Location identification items
_ _ _ _
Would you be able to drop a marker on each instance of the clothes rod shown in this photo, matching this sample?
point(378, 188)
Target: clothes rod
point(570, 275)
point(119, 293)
_ _ _ _
● PROMPT
Rewrite all the items above, substituting "closet rod" for every occurrence of "clothes rod" and keeping everything else the same.

● WRITTEN ANSWER
Would you be able to drop a marker on each instance of the closet rod shown in this photo, matching this sample?
point(378, 188)
Target: closet rod
point(570, 275)
point(119, 293)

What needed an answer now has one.